Each line of the material, from the first through the one containing "Where can the gray", is to be written out exactly.
━━━ Data shown ━━━
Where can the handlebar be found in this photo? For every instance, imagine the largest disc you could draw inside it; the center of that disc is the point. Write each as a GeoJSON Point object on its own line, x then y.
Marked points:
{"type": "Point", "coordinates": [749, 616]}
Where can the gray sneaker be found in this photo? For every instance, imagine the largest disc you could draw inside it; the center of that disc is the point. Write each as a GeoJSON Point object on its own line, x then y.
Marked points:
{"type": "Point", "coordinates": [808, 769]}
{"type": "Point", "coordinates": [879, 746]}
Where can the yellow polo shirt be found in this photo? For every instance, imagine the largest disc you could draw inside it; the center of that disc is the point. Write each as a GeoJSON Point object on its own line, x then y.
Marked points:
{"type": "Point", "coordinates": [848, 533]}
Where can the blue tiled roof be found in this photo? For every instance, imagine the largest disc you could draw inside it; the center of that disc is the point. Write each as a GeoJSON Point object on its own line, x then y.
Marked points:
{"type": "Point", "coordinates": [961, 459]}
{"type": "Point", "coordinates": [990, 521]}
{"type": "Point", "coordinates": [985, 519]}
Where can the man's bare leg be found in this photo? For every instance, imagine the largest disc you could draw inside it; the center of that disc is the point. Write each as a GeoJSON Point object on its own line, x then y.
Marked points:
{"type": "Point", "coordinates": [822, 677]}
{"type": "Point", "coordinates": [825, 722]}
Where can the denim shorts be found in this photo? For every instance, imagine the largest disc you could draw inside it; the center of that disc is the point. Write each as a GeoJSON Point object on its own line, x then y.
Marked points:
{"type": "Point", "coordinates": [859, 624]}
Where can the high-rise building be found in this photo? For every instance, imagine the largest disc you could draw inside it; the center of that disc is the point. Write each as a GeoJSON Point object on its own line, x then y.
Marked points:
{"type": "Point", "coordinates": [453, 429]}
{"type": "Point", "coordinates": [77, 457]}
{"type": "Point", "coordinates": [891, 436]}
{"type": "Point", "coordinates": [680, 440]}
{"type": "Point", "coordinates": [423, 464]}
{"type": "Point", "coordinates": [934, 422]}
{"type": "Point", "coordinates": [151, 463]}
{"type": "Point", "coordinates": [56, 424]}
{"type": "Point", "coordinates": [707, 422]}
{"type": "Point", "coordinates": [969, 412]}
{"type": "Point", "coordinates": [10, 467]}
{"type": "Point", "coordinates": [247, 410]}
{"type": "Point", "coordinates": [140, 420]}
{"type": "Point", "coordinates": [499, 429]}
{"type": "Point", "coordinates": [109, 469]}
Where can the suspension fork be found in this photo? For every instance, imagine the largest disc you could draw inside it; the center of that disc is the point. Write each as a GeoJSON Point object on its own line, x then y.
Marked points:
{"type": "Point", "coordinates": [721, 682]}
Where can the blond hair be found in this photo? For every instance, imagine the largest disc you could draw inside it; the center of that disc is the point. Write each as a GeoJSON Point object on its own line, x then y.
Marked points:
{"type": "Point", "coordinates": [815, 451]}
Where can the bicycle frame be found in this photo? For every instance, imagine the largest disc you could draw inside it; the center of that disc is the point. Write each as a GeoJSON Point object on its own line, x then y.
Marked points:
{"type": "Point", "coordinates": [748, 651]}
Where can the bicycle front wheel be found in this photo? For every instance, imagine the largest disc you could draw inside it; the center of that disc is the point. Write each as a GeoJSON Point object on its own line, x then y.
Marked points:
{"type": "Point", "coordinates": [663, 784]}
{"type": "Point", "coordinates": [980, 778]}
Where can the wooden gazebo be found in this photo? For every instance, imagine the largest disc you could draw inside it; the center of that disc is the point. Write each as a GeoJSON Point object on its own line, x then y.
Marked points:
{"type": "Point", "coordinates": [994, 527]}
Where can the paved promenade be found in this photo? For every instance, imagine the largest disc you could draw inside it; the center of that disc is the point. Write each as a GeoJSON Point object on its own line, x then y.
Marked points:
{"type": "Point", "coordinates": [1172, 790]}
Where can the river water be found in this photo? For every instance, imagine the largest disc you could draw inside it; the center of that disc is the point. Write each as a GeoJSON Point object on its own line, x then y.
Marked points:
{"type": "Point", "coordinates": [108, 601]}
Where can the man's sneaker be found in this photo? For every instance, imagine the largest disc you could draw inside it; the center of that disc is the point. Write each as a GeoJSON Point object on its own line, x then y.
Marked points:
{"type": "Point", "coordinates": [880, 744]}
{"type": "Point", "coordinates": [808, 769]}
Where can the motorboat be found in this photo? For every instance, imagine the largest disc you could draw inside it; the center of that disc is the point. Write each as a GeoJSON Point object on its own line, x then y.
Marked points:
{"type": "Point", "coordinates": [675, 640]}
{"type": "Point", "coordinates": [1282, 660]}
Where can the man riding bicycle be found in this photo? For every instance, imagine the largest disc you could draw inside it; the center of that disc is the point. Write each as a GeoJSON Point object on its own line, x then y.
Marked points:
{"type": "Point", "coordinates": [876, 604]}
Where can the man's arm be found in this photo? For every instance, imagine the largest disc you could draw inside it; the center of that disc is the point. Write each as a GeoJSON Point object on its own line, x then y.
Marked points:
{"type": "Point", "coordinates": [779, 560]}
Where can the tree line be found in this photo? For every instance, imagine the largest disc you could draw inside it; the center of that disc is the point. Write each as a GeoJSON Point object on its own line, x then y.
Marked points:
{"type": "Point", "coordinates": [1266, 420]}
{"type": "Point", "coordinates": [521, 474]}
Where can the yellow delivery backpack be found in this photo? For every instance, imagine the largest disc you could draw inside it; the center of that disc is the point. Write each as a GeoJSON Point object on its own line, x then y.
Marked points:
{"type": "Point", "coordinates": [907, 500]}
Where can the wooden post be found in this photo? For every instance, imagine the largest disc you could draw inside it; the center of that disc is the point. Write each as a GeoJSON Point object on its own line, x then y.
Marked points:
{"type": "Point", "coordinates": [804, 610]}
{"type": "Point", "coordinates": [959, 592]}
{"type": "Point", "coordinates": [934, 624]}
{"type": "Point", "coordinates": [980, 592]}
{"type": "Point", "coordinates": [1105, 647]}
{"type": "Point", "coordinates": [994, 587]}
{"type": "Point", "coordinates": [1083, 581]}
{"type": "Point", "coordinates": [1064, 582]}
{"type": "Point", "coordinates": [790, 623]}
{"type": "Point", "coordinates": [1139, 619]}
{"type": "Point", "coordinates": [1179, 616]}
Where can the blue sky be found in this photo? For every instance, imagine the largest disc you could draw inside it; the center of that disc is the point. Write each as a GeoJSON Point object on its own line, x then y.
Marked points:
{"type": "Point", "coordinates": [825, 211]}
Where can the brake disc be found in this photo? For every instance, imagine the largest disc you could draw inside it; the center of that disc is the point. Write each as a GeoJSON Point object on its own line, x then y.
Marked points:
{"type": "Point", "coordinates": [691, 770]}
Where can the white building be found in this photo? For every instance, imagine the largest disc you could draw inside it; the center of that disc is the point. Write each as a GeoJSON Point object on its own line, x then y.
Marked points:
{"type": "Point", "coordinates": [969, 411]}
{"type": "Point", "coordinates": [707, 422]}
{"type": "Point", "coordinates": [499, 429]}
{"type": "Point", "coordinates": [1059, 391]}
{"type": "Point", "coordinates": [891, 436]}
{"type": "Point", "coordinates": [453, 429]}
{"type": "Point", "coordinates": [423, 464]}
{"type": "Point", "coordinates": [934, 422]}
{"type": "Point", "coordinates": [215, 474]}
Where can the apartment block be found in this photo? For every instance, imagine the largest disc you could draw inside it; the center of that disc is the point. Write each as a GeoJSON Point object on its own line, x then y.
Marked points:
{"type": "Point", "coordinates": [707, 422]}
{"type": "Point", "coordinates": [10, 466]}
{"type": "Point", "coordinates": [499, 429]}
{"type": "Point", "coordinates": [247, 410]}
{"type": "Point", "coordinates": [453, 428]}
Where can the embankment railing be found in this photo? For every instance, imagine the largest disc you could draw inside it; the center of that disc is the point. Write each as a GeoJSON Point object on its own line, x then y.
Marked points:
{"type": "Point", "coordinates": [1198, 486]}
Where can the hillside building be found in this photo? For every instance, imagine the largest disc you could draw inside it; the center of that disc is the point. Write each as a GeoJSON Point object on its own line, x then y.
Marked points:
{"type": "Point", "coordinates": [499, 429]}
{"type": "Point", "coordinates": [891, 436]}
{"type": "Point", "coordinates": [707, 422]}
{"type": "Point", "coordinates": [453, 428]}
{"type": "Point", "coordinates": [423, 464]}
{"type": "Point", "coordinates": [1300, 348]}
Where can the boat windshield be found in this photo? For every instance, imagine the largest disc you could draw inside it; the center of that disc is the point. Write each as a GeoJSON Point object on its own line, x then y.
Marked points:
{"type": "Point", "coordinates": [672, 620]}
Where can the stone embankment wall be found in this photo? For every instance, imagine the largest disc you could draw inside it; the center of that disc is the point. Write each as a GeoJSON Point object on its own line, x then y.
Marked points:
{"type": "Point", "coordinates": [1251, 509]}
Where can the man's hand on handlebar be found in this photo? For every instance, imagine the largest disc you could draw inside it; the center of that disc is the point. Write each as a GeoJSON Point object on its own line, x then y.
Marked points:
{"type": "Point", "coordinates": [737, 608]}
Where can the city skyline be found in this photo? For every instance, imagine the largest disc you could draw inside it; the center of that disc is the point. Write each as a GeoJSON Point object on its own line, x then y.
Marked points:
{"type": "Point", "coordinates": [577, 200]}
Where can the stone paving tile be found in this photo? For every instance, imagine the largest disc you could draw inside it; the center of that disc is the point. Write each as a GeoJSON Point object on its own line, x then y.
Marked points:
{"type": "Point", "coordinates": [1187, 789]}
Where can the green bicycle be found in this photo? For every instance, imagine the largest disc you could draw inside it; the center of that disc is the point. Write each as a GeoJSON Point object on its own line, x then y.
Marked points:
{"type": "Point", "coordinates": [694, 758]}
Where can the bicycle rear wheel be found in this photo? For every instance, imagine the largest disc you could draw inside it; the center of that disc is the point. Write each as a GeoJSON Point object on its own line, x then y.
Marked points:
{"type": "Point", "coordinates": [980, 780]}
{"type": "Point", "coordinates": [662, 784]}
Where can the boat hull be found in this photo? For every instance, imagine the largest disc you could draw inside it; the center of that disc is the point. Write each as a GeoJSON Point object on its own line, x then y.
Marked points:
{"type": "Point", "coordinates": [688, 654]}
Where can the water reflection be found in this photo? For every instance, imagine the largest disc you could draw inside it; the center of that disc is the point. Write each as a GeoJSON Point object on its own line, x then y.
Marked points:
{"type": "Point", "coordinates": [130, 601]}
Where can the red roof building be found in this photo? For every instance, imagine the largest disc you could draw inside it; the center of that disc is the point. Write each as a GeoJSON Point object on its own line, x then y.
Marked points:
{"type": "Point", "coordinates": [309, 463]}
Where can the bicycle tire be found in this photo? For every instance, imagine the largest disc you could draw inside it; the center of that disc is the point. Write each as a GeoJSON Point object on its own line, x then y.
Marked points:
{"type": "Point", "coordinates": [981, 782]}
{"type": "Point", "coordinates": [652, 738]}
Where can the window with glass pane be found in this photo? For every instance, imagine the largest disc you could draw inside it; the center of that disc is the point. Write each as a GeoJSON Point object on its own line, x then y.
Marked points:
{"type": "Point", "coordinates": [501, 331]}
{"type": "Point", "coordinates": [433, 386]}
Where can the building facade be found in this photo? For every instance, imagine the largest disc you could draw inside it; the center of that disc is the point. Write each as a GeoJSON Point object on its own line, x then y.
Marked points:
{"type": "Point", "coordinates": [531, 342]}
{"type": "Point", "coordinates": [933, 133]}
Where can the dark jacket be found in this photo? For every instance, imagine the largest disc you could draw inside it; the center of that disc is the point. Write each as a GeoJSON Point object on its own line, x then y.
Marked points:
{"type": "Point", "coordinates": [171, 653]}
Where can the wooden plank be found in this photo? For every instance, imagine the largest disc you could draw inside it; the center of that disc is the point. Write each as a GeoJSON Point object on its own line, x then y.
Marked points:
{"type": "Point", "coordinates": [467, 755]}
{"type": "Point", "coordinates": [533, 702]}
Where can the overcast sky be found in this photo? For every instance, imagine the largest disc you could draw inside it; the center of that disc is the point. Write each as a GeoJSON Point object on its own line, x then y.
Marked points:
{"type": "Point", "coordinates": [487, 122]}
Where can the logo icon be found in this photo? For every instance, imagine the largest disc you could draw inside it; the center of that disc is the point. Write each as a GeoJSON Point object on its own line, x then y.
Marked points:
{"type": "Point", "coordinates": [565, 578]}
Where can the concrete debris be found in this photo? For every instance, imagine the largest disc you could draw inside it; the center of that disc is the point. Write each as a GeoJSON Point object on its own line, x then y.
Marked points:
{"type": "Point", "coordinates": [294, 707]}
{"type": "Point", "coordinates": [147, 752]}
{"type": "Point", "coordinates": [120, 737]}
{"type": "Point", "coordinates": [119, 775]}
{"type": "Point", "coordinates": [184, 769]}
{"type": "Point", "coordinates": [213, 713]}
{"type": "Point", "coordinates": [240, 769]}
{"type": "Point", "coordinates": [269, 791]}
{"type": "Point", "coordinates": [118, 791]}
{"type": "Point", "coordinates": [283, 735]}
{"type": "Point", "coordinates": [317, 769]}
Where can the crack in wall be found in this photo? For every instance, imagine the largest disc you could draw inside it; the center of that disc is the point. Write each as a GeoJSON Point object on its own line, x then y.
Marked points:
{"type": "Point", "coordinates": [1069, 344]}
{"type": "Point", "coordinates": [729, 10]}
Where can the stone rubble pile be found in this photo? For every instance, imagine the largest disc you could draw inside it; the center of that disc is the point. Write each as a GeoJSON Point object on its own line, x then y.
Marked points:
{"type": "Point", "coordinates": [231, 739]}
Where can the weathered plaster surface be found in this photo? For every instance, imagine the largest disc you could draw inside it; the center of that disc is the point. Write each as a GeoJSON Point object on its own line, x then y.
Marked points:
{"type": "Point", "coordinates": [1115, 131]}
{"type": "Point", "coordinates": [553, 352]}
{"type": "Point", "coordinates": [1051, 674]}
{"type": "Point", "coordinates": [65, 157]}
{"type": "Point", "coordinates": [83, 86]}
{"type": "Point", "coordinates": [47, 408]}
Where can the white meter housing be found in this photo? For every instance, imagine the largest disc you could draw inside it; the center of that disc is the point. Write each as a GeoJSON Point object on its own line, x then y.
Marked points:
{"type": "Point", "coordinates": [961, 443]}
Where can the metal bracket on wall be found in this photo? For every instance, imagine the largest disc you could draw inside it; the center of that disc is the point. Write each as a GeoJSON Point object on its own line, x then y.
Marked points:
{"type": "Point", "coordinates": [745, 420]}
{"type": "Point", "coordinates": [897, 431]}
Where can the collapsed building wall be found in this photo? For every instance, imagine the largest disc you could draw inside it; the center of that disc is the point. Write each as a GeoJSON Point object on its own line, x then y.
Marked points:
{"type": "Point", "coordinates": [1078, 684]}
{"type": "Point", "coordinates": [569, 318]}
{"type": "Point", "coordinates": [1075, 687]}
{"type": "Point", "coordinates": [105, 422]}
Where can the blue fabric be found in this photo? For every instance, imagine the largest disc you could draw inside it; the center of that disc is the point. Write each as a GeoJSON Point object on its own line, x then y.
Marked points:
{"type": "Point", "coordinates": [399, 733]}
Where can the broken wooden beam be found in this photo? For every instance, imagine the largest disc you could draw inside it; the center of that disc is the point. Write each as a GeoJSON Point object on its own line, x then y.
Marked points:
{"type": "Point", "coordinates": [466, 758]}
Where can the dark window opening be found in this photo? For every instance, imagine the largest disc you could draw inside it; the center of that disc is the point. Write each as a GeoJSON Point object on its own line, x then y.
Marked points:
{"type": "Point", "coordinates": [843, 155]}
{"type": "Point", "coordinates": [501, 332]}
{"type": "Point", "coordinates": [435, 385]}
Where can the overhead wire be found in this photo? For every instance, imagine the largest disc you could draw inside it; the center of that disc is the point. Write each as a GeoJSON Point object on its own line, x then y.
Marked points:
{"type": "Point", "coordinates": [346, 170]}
━━━
→ Written reply:
Where can the handlebar be found in this photo? For every instance, imagine the largest disc you could draw inside it; the center of that disc is the point. Write each as a GeoJSON Point object on its own line, x then y.
Marked points:
{"type": "Point", "coordinates": [749, 616]}
Where can the gray sneaker be found in this photo? For every instance, imagine the largest disc you could draw inside it; the center of that disc is the point. Write each as a GeoJSON Point object on its own line, x then y.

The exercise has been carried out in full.